─── Data ───
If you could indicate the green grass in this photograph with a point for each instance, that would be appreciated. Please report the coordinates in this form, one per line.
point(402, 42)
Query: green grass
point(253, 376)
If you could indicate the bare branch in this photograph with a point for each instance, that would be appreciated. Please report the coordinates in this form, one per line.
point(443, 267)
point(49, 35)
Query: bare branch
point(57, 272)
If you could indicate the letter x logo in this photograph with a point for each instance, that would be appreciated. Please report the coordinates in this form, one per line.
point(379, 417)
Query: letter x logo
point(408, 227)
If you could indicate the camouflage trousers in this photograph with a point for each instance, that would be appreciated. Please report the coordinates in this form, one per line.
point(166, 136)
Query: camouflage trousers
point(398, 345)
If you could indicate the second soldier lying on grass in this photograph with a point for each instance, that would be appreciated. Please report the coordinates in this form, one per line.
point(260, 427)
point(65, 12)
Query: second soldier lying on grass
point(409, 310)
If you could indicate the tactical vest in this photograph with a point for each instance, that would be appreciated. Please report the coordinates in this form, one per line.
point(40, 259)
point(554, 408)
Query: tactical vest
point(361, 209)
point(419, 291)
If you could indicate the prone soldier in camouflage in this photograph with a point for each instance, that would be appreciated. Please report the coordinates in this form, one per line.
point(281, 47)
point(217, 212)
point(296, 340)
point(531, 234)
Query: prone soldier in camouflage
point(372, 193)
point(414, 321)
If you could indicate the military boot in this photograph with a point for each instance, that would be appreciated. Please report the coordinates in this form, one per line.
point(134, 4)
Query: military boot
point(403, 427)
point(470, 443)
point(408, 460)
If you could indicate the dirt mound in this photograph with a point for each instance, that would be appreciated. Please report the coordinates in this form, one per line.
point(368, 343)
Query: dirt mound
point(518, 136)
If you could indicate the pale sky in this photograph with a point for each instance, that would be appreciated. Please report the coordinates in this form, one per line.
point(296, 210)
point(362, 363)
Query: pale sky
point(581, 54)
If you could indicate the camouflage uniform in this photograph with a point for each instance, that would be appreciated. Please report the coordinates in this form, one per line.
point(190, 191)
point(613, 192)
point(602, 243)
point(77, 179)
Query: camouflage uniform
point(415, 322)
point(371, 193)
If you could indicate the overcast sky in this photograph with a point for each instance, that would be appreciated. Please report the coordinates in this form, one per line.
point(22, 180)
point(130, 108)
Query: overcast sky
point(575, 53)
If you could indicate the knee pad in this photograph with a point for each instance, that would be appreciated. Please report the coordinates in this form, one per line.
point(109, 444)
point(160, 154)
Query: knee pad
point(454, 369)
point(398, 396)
───
• [Task instructions]: Write the material out once more so that every line matches the original.

• [Task solution]:
If you could indicate the green grass in this photograph with a point for each instance, that would be appreciated. Please report the coordinates in this form, one per line.
point(402, 42)
Query: green grass
point(253, 376)
If you could indicate the bare branch in this photograph with a point for each instance, that would be appreciated. Please report the coordinates in this form, one per line.
point(443, 267)
point(49, 35)
Query: bare branch
point(57, 272)
If you could indicate the letter x logo in this photograph with a point for each instance, that would be appreciated. Please report the coordinates in this form, one per line.
point(379, 417)
Query: letter x logo
point(408, 227)
If you could indicate the camouflage trousers in this photograph with a point for each instance, that would be appreciated. Please report the coordinates in this form, one per line.
point(166, 136)
Query: camouflage trousers
point(398, 345)
If you could indicate the second soldier lying on grass in this photograph with a point for each instance, that would be appreciated. Please report the coordinates in this form, one per line.
point(260, 427)
point(65, 12)
Query: second soldier lying on grass
point(409, 310)
If you could indicate the tactical vest in this photograph with a point for each instance, that would be appreciated. Please report the coordinates in this form, one per line.
point(40, 259)
point(554, 408)
Query: tactical vest
point(361, 209)
point(419, 291)
If you could indicate the prone soldier in camouflage in this photograph with a point for each instance, that would be appreciated. Please report the coordinates in this form, one per line.
point(281, 47)
point(217, 212)
point(296, 340)
point(531, 234)
Query: prone soldier in camouflage
point(372, 193)
point(414, 321)
If you could indicate the military boot in this photograph with a point for each instance, that would be appreciated. Please report the coordinates in this form, one per line.
point(134, 4)
Query: military boot
point(403, 427)
point(470, 443)
point(408, 460)
If you could indicate the dirt mound in this photograph with a point for each instance, that would be appreciated. Please report the coordinates in this form, one per line.
point(368, 343)
Query: dirt mound
point(518, 136)
If you could indicate the pale sky in this photograph with a point for each instance, that would be appreciated. Please report the coordinates in this form, one per line.
point(296, 210)
point(362, 363)
Query: pale sky
point(581, 54)
If you could indicate the camouflage uniform in this photograph with a point for each instance, that would be appreciated. Please report the coordinates in this form, one per line.
point(190, 191)
point(613, 192)
point(602, 243)
point(77, 179)
Query: camouflage uniform
point(415, 322)
point(371, 193)
If you could indicate the overcast sky in this photograph with a point for each instance, that would be appreciated. Please report the coordinates in this form, one per line.
point(22, 180)
point(130, 108)
Query: overcast sky
point(575, 53)
If you could indicate the knee pad in this photograph with a point for each instance, that would be appreciated. Please report the coordinates in this form, one per line.
point(109, 444)
point(160, 154)
Query: knee pad
point(454, 369)
point(398, 396)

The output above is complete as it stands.